##### Task data

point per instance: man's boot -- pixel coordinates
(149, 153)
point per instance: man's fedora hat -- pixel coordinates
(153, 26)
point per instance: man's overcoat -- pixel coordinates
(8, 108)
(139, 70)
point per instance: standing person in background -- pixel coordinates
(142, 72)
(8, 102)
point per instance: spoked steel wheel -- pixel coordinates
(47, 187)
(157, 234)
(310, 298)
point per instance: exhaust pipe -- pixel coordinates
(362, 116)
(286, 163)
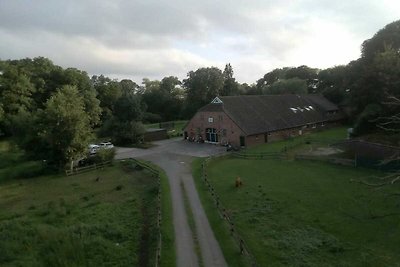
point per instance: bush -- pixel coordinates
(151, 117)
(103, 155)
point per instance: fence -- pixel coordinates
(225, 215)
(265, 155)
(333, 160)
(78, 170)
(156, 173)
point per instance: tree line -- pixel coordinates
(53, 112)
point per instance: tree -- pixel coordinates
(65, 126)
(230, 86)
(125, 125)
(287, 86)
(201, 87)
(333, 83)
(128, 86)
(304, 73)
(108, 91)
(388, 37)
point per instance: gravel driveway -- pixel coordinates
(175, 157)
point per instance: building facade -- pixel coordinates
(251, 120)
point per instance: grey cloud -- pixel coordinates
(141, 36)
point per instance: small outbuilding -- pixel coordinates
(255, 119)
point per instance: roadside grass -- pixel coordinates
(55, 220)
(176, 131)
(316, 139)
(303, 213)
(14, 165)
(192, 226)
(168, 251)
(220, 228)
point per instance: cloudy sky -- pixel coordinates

##########
##### Task data

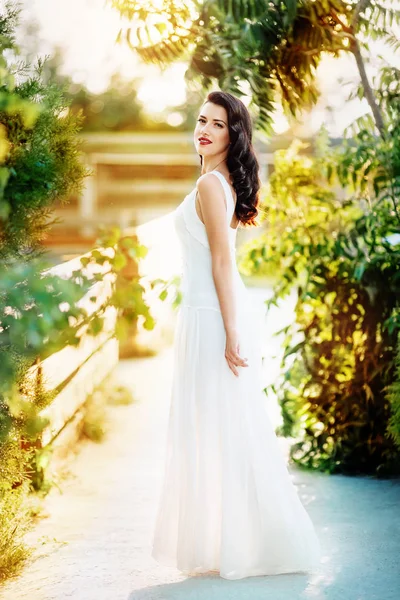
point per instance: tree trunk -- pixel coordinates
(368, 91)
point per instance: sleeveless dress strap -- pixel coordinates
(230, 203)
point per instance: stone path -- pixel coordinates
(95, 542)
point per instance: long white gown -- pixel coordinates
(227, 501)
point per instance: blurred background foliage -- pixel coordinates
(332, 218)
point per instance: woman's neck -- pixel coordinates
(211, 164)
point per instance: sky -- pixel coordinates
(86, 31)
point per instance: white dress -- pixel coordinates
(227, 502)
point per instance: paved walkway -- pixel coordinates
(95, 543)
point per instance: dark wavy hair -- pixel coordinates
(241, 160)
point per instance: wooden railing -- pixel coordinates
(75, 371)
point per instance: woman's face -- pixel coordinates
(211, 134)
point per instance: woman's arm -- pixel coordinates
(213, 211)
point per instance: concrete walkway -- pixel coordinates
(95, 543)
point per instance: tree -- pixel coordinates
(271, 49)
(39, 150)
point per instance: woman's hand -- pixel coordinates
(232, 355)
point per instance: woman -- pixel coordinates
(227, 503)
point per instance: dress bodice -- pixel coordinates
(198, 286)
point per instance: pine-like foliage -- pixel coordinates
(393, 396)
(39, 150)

##########

(Brief) Going back to the entries above, set down exactly the lines that begin at the one with "point per instance: gravel" and end at the one with "point per instance: cloudy", both included, and nothing else.

(Exercise answer)
point per instance: gravel driveway -- pixel coordinates
(175, 157)
point per instance: building facade -- pixel coordinates
(251, 120)
point per instance: grey cloud -- pixel coordinates
(141, 36)
point per instance: small outbuilding -- pixel coordinates
(255, 119)
point per instance: roadside grass -- pixel coordinates
(55, 220)
(176, 131)
(316, 139)
(303, 213)
(14, 165)
(192, 226)
(168, 251)
(220, 228)
point per instance: cloudy sky -- pixel coordinates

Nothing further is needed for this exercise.